■ Task directions
Copy the entries that appear below in full, leaving out any picture among them.

■ Data records
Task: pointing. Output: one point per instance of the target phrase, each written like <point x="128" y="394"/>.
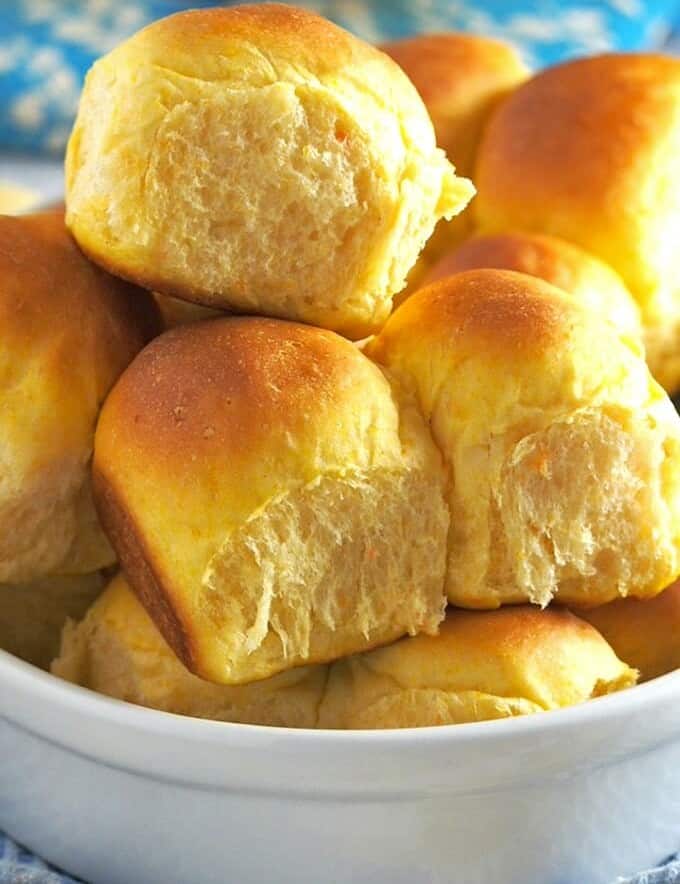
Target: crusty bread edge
<point x="140" y="568"/>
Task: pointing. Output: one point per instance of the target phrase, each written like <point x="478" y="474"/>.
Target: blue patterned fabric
<point x="47" y="45"/>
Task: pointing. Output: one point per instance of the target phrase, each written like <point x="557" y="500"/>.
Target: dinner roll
<point x="117" y="650"/>
<point x="32" y="615"/>
<point x="646" y="634"/>
<point x="564" y="452"/>
<point x="258" y="158"/>
<point x="556" y="261"/>
<point x="589" y="151"/>
<point x="274" y="499"/>
<point x="481" y="666"/>
<point x="461" y="78"/>
<point x="68" y="330"/>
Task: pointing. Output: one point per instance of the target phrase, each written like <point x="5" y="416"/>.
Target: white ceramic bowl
<point x="123" y="795"/>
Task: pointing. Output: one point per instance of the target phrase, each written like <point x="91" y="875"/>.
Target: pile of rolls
<point x="343" y="452"/>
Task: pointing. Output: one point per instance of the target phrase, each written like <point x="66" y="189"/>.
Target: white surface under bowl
<point x="118" y="794"/>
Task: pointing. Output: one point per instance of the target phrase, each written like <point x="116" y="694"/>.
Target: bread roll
<point x="68" y="330"/>
<point x="32" y="615"/>
<point x="259" y="159"/>
<point x="273" y="498"/>
<point x="461" y="78"/>
<point x="564" y="452"/>
<point x="556" y="261"/>
<point x="646" y="634"/>
<point x="481" y="666"/>
<point x="117" y="650"/>
<point x="589" y="151"/>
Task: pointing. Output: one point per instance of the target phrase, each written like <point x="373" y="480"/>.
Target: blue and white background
<point x="46" y="46"/>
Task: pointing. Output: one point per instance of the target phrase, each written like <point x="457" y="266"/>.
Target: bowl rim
<point x="18" y="674"/>
<point x="338" y="765"/>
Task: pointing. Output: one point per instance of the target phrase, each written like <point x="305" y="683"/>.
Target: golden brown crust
<point x="284" y="167"/>
<point x="481" y="666"/>
<point x="252" y="474"/>
<point x="137" y="561"/>
<point x="179" y="401"/>
<point x="570" y="268"/>
<point x="546" y="257"/>
<point x="68" y="331"/>
<point x="488" y="310"/>
<point x="563" y="450"/>
<point x="38" y="259"/>
<point x="643" y="632"/>
<point x="295" y="33"/>
<point x="584" y="150"/>
<point x="460" y="77"/>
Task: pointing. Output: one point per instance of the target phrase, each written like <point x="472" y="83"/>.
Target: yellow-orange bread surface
<point x="117" y="650"/>
<point x="564" y="452"/>
<point x="644" y="633"/>
<point x="68" y="330"/>
<point x="556" y="261"/>
<point x="32" y="614"/>
<point x="274" y="499"/>
<point x="258" y="158"/>
<point x="461" y="78"/>
<point x="590" y="151"/>
<point x="495" y="664"/>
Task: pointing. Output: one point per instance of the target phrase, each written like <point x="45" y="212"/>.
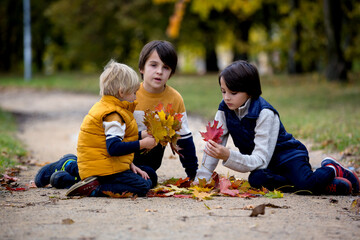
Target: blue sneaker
<point x="339" y="186"/>
<point x="62" y="179"/>
<point x="85" y="187"/>
<point x="42" y="178"/>
<point x="342" y="172"/>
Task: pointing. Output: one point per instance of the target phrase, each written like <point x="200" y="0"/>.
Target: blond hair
<point x="117" y="76"/>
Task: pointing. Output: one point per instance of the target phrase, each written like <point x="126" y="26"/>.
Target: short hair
<point x="118" y="76"/>
<point x="241" y="76"/>
<point x="164" y="49"/>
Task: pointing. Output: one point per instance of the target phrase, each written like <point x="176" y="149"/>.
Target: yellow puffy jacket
<point x="93" y="158"/>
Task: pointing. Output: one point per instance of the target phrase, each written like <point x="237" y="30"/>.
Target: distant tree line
<point x="305" y="36"/>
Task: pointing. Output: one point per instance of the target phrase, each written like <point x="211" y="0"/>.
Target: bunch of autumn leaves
<point x="162" y="124"/>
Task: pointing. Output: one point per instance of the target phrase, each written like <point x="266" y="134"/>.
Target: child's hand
<point x="147" y="142"/>
<point x="216" y="150"/>
<point x="138" y="171"/>
<point x="145" y="134"/>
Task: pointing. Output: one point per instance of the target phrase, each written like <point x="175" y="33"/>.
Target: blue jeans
<point x="296" y="173"/>
<point x="126" y="181"/>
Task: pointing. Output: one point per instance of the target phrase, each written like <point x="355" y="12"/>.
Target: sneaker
<point x="42" y="178"/>
<point x="339" y="186"/>
<point x="342" y="172"/>
<point x="84" y="187"/>
<point x="63" y="179"/>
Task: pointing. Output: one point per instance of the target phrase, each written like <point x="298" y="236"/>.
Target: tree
<point x="336" y="68"/>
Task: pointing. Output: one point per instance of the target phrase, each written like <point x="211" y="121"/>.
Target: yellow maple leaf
<point x="202" y="195"/>
<point x="163" y="124"/>
<point x="118" y="195"/>
<point x="200" y="189"/>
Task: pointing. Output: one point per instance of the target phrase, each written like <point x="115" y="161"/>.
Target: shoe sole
<point x="357" y="178"/>
<point x="41" y="172"/>
<point x="80" y="184"/>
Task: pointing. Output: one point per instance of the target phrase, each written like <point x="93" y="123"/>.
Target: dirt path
<point x="49" y="126"/>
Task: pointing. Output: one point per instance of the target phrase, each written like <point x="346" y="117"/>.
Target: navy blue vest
<point x="243" y="133"/>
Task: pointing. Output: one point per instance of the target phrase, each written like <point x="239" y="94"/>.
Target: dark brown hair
<point x="164" y="49"/>
<point x="241" y="76"/>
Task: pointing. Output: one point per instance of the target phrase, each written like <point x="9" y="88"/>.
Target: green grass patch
<point x="75" y="82"/>
<point x="10" y="148"/>
<point x="309" y="106"/>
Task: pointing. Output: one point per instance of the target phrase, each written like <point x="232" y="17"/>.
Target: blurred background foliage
<point x="280" y="36"/>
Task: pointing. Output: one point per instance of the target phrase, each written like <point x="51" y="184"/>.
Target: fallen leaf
<point x="68" y="221"/>
<point x="118" y="195"/>
<point x="355" y="206"/>
<point x="274" y="194"/>
<point x="258" y="210"/>
<point x="224" y="188"/>
<point x="150" y="210"/>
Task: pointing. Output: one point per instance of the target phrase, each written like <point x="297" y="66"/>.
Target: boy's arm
<point x="115" y="132"/>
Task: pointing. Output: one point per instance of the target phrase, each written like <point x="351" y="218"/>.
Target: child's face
<point x="155" y="74"/>
<point x="233" y="100"/>
<point x="130" y="97"/>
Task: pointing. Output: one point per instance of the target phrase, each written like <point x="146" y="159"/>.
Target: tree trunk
<point x="336" y="66"/>
<point x="294" y="63"/>
<point x="242" y="33"/>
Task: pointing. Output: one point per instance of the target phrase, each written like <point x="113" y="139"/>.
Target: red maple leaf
<point x="213" y="132"/>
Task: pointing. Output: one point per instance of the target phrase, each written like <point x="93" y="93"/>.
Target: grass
<point x="10" y="147"/>
<point x="309" y="106"/>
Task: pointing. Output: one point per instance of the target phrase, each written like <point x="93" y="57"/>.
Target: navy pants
<point x="296" y="173"/>
<point x="126" y="181"/>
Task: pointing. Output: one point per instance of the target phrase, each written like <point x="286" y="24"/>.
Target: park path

■ Result below
Task: pointing. Output: one point per instance of the target phrase, each written like <point x="128" y="394"/>.
Target: crusty bread edge
<point x="140" y="568"/>
Task: pointing. Output: one point per instance of the target phrase, each written like <point x="478" y="474"/>.
Target: blue patterned fabric
<point x="47" y="45"/>
Task: pointing. Output: one point per instance of the target phrase, each written like <point x="557" y="500"/>.
Target: dinner roll
<point x="117" y="650"/>
<point x="32" y="615"/>
<point x="646" y="634"/>
<point x="564" y="452"/>
<point x="258" y="158"/>
<point x="556" y="261"/>
<point x="589" y="151"/>
<point x="274" y="499"/>
<point x="481" y="666"/>
<point x="461" y="78"/>
<point x="68" y="330"/>
Task: pointing. Output: one point per instance of the target phrase, each written like <point x="5" y="416"/>.
Target: white ceramic bowl
<point x="123" y="795"/>
Task: pointing. Output: one point per instance of the target phrase, each written like <point x="91" y="875"/>.
Target: pile of rolls
<point x="343" y="452"/>
Task: pointing. Output: one point per instance of the target phrase, each written like <point x="66" y="189"/>.
Target: white surface under bowl
<point x="118" y="794"/>
Task: pointing. Output: one point per instance of the target phrase, each written like <point x="116" y="694"/>.
Target: bread roll
<point x="68" y="330"/>
<point x="32" y="615"/>
<point x="259" y="159"/>
<point x="273" y="498"/>
<point x="461" y="78"/>
<point x="564" y="452"/>
<point x="556" y="261"/>
<point x="646" y="634"/>
<point x="481" y="666"/>
<point x="117" y="650"/>
<point x="589" y="151"/>
Task: pointing. Output: one point per instance of the target phrase, each written like <point x="373" y="480"/>.
Target: blue and white background
<point x="46" y="46"/>
Task: pointing. Output: one point per instance of the target phrase, each written like <point x="457" y="266"/>.
Target: bowl rim
<point x="18" y="674"/>
<point x="338" y="765"/>
Task: pointing. Output: one point per instance of the target phrase, each written like <point x="305" y="683"/>.
Target: golden brown crust
<point x="284" y="167"/>
<point x="481" y="666"/>
<point x="252" y="474"/>
<point x="137" y="561"/>
<point x="179" y="401"/>
<point x="570" y="268"/>
<point x="546" y="257"/>
<point x="68" y="331"/>
<point x="488" y="310"/>
<point x="563" y="450"/>
<point x="38" y="259"/>
<point x="643" y="632"/>
<point x="295" y="33"/>
<point x="584" y="150"/>
<point x="460" y="77"/>
Task: pointing. Output: one point per instance of the target phrase, each written like <point x="472" y="83"/>.
Target: yellow-orange bread surface
<point x="117" y="650"/>
<point x="564" y="452"/>
<point x="644" y="633"/>
<point x="68" y="330"/>
<point x="556" y="261"/>
<point x="32" y="614"/>
<point x="274" y="499"/>
<point x="258" y="158"/>
<point x="461" y="78"/>
<point x="590" y="151"/>
<point x="495" y="664"/>
Task: pointing. Output: one point per instance of the target phrase, each written like <point x="45" y="212"/>.
Target: blue sneaker
<point x="339" y="186"/>
<point x="62" y="179"/>
<point x="85" y="187"/>
<point x="42" y="178"/>
<point x="342" y="172"/>
Task: pointing. Output: one point per instance of the target phrase, each written like <point x="200" y="0"/>.
Target: blond hair
<point x="117" y="76"/>
Task: pointing. Output: one point per instance of the target phrase, each written like <point x="126" y="26"/>.
Target: short hair
<point x="118" y="76"/>
<point x="241" y="76"/>
<point x="164" y="49"/>
Task: pointing. Output: one point per instance of the target phrase, each written like <point x="176" y="149"/>.
Target: yellow puffy jacket
<point x="93" y="158"/>
Task: pointing. Output: one point per instance of the target phrase, each written like <point x="237" y="30"/>.
Target: distant tree line
<point x="305" y="36"/>
Task: pointing. Output: one point per instance of the target phrase, each written like <point x="211" y="0"/>.
Target: bunch of autumn leaves
<point x="162" y="124"/>
Task: pointing. Output: one point per instance of the target phrase, each written like <point x="266" y="134"/>.
Target: child's hand
<point x="147" y="142"/>
<point x="216" y="150"/>
<point x="138" y="171"/>
<point x="145" y="134"/>
Task: pointing. Output: one point per instance of the target phrase, each written like <point x="175" y="33"/>.
Target: blue jeans
<point x="296" y="173"/>
<point x="126" y="181"/>
Task: pointing. Output: one point per instance of the target phrase, each written like <point x="355" y="12"/>.
Target: sneaker
<point x="42" y="178"/>
<point x="339" y="186"/>
<point x="342" y="172"/>
<point x="84" y="187"/>
<point x="63" y="179"/>
Task: pointing. Output: one point per instance of the target phrase, each written like <point x="298" y="236"/>.
Target: tree
<point x="336" y="68"/>
Task: pointing. Output: one point per instance of the target phrase, each written like <point x="211" y="121"/>.
Target: yellow maple leaf
<point x="202" y="195"/>
<point x="163" y="124"/>
<point x="118" y="195"/>
<point x="200" y="189"/>
Task: pointing. Output: one point per instance of the target phrase, each written like <point x="115" y="161"/>.
Target: shoe sole
<point x="357" y="178"/>
<point x="41" y="172"/>
<point x="80" y="184"/>
Task: pointing. Output: one point per instance of the target phrase, each written like <point x="93" y="123"/>.
Target: dirt path
<point x="49" y="126"/>
Task: pointing. Output: one point per instance of the target phrase, each written like <point x="346" y="117"/>.
Target: navy blue vest
<point x="243" y="133"/>
Task: pointing. Output: one point per instance of the target phrase, each written like <point x="239" y="94"/>.
Target: dark brown hair
<point x="164" y="49"/>
<point x="241" y="76"/>
Task: pointing. Output: one point per instance of the target phrase, each written like <point x="9" y="88"/>.
Target: green grass patch
<point x="75" y="82"/>
<point x="10" y="148"/>
<point x="309" y="106"/>
Task: pointing. Output: one point per instance of the target phrase, each written like <point x="232" y="17"/>.
Target: blurred background foliage
<point x="280" y="36"/>
Task: pointing. Output: one point per instance of the target phrase, each written like <point x="51" y="184"/>.
Target: fallen leaf
<point x="68" y="221"/>
<point x="118" y="195"/>
<point x="355" y="206"/>
<point x="274" y="194"/>
<point x="258" y="210"/>
<point x="224" y="188"/>
<point x="150" y="210"/>
Task: pointing. Output: one point per instance of the target phrase, each written like <point x="297" y="66"/>.
Target: boy's arm
<point x="115" y="132"/>
Task: pointing. Output: one point per instance of the target phrase, each written like <point x="351" y="218"/>.
Target: child's face
<point x="155" y="74"/>
<point x="233" y="100"/>
<point x="130" y="97"/>
Task: pointing. Output: one point per instance of the target phrase, each written like <point x="146" y="159"/>.
Target: tree trunk
<point x="336" y="66"/>
<point x="294" y="63"/>
<point x="242" y="33"/>
Task: pointing. Output: one point per instance of the target phrase, each written like <point x="113" y="139"/>.
Target: red maple leaf
<point x="213" y="132"/>
Task: pointing. Output: one point per instance of the target phrase, each written like <point x="93" y="93"/>.
Target: grass
<point x="10" y="147"/>
<point x="309" y="106"/>
Task: pointing. Output: one point per instance of the target phrase, each written like <point x="93" y="57"/>.
Target: navy pants
<point x="296" y="173"/>
<point x="126" y="181"/>
Task: pointing. Output: one point per instance of the target phrase, each written like <point x="286" y="24"/>.
Target: park path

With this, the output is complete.